→ **Exercise directions**:
Resume the essay "Good for Nothing" below, writing on from its last sentence.

→ **Passage to read**:
┏━━
Good for Nothing

On my one visit to India, I have a vivid recollection of the way my wife’s Uncle Ram muttered “you stupid-idiot-good-for-nothing-nincompoop” under his breath at other drivers on the packed streets of Chennai.

“Good for nothing”.

The kind of thing my grandmother might have said about the whipper-snapper kids next door.

“Good for nothing”.

This week we were visited by Jean Rowcliffe, mother of James Rowcliffe Kessler ’09.  She has just published a memoir, The Last Tear, about her son’s battle with cancer during his senior year at The Hall and her own navigation of a difficult grief path.

On Tuesday we were treated to a standing-room-only reading in the Flood Mansion, and today she shared readings with our 9th and 10th grade CORE classes.

Of the many poignant moments, I was struck by her rendering of the story of James’ diagnosis with our students today.  When the doctor informed James of the horrific gravity of his cancer in late May of James’ junior year, he advised James to “take it easy, hang out, and eat whatever you want”.  Goof off.  Guaranteed excuse for slacking and enjoying yourself.  Be, essentially, the kind of “good for nothing” my grandmother might have chastised.

James’ immediate response to the doctor and the medical team, as noted in Jean’s book, was to say, “So what do we do about this?  Why shouldn’t I look at colleges and go to school in the fall?”  As Jean writes, the doctor “was basically telling James to go home, have fun, and prepare to die while James’ response was ‘I plan to live’”.
┗━━
→ **Data provided**:
┏━━
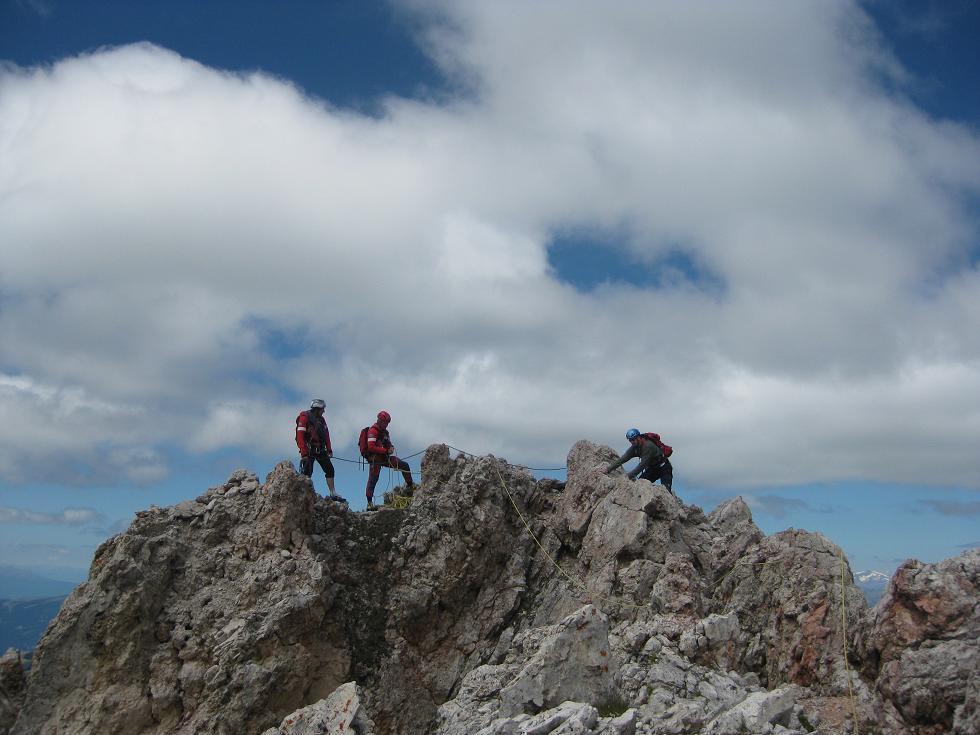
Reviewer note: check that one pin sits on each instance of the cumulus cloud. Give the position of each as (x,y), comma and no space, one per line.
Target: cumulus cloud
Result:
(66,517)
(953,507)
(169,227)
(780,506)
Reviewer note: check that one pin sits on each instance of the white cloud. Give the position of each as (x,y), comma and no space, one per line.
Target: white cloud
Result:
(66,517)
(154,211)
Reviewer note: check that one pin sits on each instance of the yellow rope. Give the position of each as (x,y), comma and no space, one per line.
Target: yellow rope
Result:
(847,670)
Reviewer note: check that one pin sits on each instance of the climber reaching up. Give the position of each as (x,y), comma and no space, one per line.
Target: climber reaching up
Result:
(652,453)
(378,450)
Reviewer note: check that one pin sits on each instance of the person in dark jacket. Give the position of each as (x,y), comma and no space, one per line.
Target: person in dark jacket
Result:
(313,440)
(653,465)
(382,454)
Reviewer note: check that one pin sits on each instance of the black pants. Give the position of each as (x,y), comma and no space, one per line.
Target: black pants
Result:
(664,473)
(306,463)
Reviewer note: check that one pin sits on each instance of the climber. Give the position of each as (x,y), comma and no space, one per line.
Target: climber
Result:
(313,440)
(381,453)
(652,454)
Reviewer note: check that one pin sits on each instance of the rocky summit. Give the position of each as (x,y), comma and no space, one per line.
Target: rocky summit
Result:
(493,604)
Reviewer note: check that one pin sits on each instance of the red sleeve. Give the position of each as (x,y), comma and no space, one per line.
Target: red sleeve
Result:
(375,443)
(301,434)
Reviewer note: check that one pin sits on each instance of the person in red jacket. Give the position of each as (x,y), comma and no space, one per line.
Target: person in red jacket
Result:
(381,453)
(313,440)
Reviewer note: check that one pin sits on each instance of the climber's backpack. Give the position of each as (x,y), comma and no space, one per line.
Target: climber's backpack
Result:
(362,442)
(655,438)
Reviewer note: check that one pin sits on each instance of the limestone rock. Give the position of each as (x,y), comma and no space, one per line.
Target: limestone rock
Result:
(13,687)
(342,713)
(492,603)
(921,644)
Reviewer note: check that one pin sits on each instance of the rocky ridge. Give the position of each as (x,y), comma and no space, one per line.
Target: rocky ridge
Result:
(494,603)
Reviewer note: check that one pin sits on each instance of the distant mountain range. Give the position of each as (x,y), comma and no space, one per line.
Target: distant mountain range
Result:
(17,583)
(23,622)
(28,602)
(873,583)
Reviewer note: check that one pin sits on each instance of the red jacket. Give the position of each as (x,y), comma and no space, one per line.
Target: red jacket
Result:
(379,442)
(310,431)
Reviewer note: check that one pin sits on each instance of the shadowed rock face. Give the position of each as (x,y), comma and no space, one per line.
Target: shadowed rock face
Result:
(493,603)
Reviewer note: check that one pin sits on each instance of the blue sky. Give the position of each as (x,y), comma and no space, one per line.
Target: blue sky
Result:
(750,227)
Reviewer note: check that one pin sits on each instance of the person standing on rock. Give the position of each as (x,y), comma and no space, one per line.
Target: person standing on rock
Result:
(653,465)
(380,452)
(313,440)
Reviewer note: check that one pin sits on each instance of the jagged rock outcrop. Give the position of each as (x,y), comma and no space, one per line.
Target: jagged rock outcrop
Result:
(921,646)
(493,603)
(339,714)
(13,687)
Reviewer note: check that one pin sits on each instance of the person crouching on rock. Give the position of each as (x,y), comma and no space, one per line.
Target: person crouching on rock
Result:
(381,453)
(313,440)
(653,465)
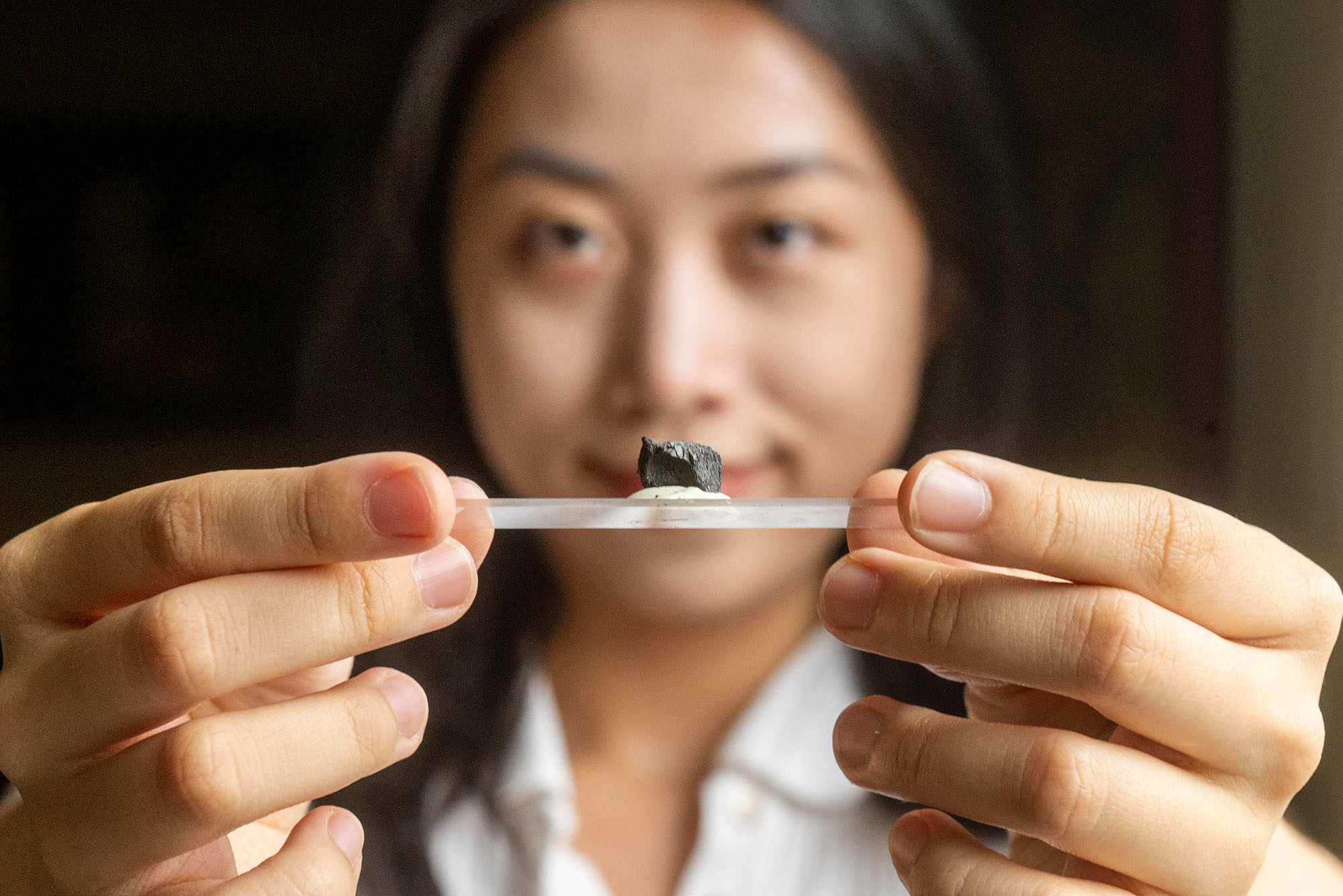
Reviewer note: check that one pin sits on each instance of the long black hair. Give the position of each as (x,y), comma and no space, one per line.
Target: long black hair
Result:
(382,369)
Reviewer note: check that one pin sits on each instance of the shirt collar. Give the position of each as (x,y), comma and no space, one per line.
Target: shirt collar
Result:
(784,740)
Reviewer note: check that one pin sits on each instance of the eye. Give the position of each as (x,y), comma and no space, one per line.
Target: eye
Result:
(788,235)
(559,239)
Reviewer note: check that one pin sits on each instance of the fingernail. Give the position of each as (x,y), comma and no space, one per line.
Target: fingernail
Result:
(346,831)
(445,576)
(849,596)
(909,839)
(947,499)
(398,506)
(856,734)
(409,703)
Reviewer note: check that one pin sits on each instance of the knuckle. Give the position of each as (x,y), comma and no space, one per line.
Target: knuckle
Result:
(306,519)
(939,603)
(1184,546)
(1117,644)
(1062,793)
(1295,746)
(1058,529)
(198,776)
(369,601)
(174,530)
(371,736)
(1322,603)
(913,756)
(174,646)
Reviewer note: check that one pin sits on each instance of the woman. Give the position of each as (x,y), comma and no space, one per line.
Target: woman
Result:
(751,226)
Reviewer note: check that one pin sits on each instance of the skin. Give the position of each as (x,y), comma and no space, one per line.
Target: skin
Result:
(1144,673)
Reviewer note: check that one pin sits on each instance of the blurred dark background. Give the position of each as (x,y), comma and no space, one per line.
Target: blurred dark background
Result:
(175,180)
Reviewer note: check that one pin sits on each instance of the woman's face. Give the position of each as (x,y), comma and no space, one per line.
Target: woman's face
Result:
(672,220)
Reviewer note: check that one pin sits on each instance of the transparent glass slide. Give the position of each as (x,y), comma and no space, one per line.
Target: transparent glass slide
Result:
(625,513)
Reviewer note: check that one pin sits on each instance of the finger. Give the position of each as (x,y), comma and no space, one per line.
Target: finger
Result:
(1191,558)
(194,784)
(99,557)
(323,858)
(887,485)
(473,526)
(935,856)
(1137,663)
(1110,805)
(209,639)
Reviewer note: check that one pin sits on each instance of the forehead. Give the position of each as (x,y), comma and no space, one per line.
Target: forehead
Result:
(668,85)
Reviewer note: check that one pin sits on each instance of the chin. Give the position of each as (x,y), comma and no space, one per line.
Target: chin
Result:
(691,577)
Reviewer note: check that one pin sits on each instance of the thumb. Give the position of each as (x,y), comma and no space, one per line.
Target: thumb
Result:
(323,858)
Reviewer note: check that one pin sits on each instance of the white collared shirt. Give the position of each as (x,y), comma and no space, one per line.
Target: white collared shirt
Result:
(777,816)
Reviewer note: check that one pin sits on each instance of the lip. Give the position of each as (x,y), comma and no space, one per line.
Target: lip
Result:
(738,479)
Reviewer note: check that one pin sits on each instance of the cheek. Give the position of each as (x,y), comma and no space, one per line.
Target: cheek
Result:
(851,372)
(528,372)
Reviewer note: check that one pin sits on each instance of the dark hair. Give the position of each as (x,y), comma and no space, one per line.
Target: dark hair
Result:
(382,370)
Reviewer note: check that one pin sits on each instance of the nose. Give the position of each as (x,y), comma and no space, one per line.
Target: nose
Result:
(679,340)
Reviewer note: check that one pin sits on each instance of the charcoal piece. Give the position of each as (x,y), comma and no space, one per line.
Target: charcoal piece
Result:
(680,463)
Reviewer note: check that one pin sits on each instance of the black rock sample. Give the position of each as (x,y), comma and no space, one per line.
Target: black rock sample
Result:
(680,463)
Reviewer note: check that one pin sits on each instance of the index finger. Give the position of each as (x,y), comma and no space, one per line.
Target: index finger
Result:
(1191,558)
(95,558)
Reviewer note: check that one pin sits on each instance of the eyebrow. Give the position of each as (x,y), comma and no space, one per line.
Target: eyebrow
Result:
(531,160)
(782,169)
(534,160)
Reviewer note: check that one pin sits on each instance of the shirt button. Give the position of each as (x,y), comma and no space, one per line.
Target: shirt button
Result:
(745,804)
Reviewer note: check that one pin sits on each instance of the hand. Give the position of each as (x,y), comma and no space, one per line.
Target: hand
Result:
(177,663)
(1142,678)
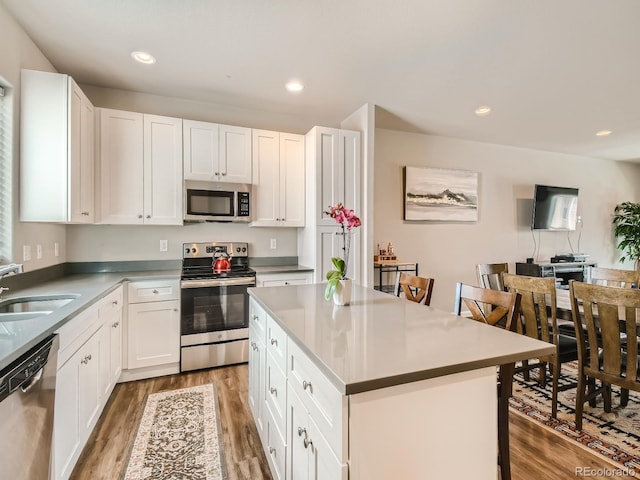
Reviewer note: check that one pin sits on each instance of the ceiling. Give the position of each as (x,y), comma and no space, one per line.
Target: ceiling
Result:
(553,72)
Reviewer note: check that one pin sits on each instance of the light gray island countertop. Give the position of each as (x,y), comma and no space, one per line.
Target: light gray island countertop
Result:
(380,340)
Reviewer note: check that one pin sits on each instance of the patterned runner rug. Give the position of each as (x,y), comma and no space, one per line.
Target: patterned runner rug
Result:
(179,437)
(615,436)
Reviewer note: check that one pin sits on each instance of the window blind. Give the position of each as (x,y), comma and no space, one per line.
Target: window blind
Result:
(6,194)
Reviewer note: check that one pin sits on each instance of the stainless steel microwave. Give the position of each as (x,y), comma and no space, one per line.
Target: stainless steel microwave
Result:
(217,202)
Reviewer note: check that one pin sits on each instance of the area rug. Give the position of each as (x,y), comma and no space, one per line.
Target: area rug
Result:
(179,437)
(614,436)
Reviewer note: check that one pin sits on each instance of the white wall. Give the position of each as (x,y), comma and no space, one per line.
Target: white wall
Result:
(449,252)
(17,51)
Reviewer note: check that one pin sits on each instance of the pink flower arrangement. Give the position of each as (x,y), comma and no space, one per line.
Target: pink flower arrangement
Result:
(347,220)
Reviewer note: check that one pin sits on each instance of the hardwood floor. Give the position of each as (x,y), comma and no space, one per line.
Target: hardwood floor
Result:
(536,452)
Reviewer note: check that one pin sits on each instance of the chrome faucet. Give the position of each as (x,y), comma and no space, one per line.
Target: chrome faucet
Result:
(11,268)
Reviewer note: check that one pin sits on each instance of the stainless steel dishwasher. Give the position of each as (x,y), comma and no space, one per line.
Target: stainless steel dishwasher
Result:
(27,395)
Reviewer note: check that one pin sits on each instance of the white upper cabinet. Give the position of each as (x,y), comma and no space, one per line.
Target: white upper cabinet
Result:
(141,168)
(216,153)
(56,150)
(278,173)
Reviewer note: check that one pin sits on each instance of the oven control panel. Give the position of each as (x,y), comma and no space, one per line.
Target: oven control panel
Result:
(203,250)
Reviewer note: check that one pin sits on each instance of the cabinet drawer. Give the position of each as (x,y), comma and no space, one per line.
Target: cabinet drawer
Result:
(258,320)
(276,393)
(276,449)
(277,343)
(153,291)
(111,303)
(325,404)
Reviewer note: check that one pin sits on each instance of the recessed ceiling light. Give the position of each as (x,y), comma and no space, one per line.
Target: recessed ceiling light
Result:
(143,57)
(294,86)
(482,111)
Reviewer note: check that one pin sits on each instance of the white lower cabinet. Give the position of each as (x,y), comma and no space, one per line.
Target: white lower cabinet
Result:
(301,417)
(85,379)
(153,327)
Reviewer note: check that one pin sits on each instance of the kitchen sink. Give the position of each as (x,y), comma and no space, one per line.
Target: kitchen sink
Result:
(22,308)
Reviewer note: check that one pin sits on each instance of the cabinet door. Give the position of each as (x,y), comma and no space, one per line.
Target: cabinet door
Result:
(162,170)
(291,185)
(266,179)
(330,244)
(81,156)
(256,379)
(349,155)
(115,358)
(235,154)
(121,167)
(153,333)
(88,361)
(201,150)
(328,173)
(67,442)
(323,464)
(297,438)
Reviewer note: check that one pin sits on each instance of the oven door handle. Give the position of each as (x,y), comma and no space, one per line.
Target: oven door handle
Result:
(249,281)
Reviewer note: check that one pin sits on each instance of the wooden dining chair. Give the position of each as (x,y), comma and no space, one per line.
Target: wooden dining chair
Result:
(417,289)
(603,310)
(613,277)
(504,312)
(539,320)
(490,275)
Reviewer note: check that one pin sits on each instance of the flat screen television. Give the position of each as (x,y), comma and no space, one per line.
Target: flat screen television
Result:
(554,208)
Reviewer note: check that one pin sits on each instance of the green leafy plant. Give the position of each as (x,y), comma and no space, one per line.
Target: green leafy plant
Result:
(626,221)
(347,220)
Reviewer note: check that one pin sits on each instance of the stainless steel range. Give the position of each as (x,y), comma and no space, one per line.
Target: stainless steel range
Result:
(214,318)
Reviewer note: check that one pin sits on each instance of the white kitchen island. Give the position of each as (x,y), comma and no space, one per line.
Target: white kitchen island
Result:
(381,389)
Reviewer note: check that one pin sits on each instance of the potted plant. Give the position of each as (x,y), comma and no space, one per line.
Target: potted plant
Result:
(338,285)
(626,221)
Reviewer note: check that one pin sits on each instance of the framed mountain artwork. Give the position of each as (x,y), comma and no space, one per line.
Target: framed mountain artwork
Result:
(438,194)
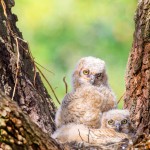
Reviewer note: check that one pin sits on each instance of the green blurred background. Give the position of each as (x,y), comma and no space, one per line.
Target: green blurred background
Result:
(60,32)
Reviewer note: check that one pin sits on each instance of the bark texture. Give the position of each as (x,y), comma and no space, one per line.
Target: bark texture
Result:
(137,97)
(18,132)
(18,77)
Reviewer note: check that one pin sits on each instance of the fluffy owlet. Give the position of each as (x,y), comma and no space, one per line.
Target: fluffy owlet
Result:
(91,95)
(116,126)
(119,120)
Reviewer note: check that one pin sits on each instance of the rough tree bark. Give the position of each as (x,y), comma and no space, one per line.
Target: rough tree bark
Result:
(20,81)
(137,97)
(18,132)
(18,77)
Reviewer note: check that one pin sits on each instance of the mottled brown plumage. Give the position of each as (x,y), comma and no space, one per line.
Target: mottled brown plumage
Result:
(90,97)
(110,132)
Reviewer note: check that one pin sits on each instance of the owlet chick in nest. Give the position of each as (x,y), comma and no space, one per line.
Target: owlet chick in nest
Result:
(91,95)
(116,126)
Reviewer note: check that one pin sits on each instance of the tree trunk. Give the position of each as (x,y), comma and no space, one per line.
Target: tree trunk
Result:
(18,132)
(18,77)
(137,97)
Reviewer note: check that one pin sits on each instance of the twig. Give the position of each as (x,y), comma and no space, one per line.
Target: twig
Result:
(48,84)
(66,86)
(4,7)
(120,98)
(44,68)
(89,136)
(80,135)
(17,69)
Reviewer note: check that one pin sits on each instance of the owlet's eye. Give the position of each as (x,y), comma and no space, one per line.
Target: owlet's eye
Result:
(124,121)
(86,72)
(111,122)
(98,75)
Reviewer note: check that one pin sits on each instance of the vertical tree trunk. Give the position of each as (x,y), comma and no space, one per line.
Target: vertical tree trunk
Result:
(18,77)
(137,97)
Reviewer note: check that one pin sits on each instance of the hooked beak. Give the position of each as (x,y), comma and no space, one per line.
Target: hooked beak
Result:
┗━━
→ **Output below**:
Throughout the last year of his life, and especially when it became clearer that he wasn’t going to live to see college, James still plugged along.  He participated in activities as Senior Class President, did his homework, wrote his papers, and took his tests and quizzes.  I was struck more than once with the sentiment that this was all for naught.  James was sword-fighting with the ocean.

Today, however, Jean explained that it was part of the ethos her own father had ingrained in her as a young girl.  “Be good, for nothing,” he told her over and over.  Do good things, and give one’s best, without expectation of getting anything in return.

James, in this sense, was being, truly, “good for nothing”.  The activities and the leadership positions?  Worthless for a college application (though he did get accepted into some great schools).  His efforts with school, and particularly his stunning final project with Mr. O’Connor’s class?  For an A that he never saw.  All that effort and hard work, for nothing in return.

In spite of dear Uncle Ram’s epithets, today’s visit with Jean showed me how wonderful it is to be “good for nothing”.  I hope that our guys, so focused on their college resume and their grades, approach their efforts with a similar ethos.  Good, in and of itself, and with no expectation of a college acceptance in return, is still good.  Even if it is for nothing.